[Stored data entries]

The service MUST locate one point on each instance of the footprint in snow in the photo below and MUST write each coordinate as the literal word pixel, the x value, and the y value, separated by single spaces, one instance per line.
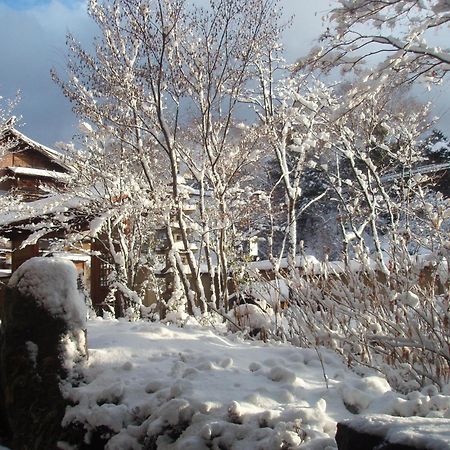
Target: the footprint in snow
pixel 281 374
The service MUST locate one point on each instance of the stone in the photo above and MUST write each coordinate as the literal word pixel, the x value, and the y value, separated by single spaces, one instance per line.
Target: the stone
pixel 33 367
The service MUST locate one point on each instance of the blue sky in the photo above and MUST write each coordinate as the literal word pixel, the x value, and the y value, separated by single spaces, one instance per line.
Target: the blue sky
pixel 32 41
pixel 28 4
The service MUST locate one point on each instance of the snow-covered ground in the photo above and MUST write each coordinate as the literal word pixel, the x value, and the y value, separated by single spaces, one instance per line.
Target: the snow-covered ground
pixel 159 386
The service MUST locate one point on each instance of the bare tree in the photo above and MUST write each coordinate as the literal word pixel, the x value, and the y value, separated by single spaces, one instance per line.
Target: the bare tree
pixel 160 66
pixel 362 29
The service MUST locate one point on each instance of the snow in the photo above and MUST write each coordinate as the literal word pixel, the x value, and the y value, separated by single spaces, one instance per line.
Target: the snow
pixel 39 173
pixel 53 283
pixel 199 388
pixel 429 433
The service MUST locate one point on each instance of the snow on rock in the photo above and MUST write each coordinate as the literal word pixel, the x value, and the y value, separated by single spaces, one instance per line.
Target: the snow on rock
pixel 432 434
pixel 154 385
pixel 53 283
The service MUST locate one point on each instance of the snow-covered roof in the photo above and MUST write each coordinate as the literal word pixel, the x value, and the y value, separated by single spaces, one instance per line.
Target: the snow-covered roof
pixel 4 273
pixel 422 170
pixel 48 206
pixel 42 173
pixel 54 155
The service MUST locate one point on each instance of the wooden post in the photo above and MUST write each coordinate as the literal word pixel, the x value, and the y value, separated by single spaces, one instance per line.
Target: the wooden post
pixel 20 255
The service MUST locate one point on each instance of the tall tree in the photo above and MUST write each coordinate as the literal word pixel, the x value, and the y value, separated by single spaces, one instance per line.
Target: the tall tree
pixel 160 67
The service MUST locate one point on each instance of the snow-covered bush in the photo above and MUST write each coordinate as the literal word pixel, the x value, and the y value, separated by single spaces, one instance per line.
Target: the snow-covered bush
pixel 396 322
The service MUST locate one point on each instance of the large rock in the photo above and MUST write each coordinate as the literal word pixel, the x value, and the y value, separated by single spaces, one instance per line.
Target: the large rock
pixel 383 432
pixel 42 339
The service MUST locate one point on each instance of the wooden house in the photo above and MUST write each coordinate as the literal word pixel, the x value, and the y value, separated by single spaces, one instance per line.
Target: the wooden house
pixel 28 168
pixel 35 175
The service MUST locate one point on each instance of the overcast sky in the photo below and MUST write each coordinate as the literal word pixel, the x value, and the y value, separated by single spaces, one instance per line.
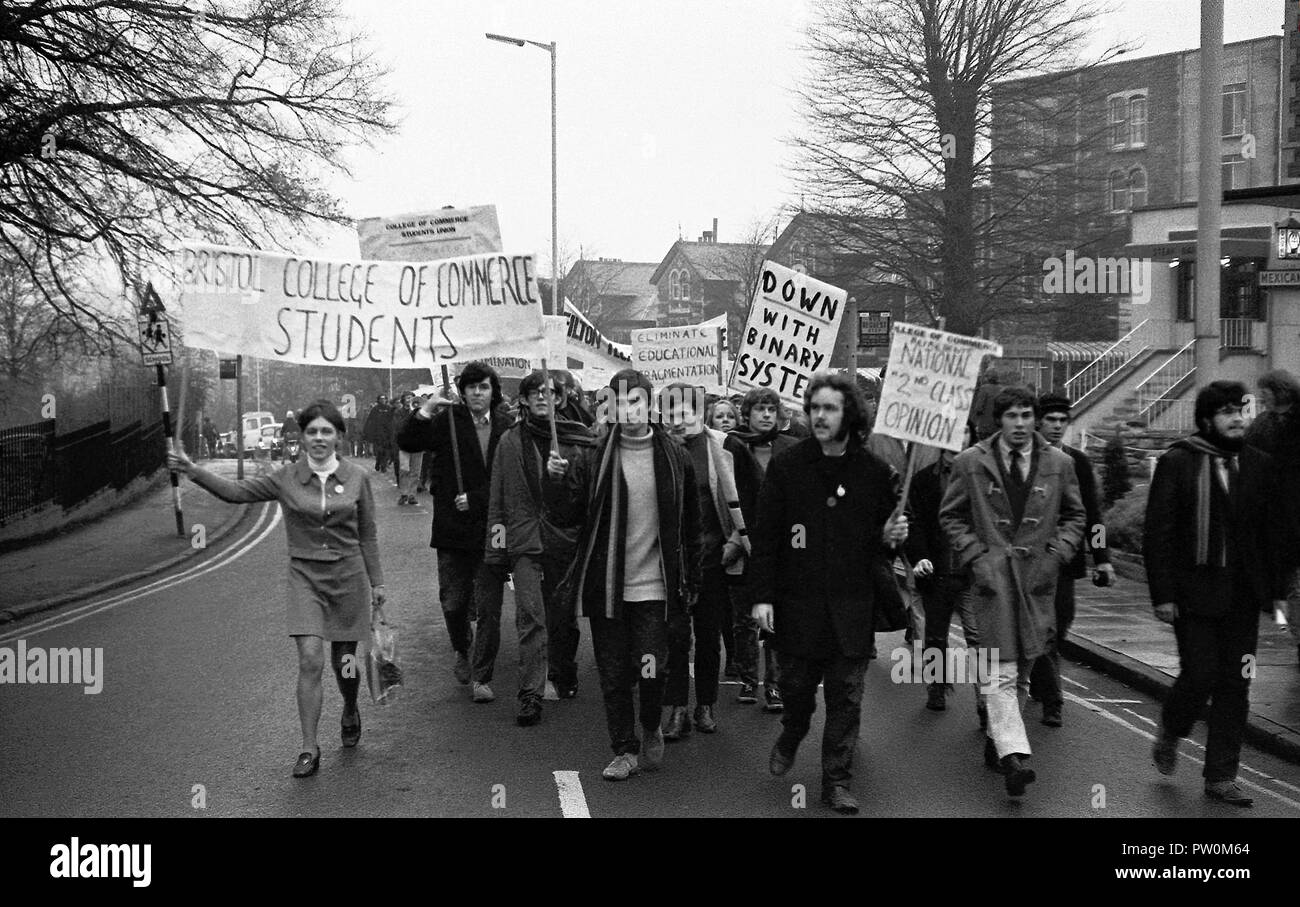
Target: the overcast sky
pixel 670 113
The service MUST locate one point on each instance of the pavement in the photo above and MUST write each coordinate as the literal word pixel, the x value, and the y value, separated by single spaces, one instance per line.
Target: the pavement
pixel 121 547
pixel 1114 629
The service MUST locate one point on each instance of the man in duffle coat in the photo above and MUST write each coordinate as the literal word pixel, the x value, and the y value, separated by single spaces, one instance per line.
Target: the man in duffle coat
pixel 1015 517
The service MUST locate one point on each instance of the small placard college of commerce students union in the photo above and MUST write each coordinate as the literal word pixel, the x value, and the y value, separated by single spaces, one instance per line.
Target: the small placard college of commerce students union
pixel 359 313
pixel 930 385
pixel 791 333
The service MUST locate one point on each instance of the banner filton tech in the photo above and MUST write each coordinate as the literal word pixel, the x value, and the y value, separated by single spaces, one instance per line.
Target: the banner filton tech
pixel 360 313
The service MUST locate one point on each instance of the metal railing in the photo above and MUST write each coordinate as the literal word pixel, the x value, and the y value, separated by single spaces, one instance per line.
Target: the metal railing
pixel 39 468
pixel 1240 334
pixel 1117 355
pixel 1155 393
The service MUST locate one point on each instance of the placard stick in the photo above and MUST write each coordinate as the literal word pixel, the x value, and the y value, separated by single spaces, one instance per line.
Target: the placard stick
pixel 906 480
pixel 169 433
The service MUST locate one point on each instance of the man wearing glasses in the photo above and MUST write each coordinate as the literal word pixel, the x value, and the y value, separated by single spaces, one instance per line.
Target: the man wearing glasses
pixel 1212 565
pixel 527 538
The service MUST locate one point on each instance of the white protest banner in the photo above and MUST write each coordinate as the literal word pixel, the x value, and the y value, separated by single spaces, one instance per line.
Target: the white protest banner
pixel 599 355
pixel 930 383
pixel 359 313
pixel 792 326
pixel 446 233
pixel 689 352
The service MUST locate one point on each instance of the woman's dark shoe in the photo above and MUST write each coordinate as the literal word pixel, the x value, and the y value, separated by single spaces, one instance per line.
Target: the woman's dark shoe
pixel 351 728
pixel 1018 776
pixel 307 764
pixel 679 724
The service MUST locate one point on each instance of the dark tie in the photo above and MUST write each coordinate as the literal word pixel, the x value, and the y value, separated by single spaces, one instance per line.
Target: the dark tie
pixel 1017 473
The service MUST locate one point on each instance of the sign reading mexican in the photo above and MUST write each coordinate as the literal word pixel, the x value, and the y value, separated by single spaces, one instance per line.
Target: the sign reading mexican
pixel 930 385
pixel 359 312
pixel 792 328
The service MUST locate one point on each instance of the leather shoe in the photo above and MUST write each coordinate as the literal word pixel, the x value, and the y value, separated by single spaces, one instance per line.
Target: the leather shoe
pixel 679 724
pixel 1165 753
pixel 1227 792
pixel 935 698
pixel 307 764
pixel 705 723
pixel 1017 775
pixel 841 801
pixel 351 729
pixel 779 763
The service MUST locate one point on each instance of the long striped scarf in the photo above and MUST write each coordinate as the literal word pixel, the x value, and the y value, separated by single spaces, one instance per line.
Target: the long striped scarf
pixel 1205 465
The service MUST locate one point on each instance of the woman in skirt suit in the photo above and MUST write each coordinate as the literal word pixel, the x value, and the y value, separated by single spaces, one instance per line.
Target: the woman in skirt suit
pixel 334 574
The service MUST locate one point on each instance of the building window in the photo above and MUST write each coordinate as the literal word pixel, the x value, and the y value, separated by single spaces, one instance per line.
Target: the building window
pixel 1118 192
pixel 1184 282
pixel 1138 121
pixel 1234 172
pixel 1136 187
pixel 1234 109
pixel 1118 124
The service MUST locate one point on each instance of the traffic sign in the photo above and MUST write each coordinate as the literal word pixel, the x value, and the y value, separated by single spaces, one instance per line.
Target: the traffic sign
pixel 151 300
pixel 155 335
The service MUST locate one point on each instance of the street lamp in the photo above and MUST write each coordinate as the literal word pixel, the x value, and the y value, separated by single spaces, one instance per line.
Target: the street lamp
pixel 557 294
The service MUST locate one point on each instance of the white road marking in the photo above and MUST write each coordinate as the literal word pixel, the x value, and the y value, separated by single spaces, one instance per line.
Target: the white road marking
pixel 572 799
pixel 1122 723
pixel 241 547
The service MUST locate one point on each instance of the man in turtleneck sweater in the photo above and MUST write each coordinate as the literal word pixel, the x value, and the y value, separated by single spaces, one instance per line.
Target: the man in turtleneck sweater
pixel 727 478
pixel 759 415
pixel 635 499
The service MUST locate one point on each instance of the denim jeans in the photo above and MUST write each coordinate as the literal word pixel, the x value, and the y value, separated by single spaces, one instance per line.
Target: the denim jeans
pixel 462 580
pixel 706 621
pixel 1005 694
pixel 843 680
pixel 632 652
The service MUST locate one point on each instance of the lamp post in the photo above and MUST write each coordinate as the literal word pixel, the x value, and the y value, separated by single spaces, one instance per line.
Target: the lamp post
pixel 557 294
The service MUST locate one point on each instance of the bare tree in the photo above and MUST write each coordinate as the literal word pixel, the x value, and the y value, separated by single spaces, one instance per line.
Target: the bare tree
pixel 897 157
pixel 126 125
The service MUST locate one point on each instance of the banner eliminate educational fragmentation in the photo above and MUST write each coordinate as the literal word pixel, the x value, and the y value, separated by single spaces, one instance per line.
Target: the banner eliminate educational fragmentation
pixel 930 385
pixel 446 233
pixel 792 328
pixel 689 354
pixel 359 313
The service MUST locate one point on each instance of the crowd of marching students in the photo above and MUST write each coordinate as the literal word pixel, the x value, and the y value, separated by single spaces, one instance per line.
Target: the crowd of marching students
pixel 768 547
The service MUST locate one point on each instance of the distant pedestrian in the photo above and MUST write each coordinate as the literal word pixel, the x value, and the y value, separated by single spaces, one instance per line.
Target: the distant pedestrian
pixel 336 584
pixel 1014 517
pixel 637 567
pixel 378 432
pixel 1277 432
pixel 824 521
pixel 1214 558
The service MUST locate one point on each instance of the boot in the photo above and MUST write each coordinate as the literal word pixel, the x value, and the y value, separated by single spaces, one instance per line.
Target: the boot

Exercise details: The lines above starting at the one that contains "Target: the white protest banner" and ending at the one that contains "of the woman's" must be transcribed exactly, and no other lines may appear.

Response area:
Target: the white protest banner
pixel 599 355
pixel 930 383
pixel 359 313
pixel 792 326
pixel 446 233
pixel 689 352
The service MUST locate one point on each instance of the woman's dark shoe in the photo above and MUST write each coordinate as the literal word pixel, the x value, and the y value, separated by single spaces, one instance per line.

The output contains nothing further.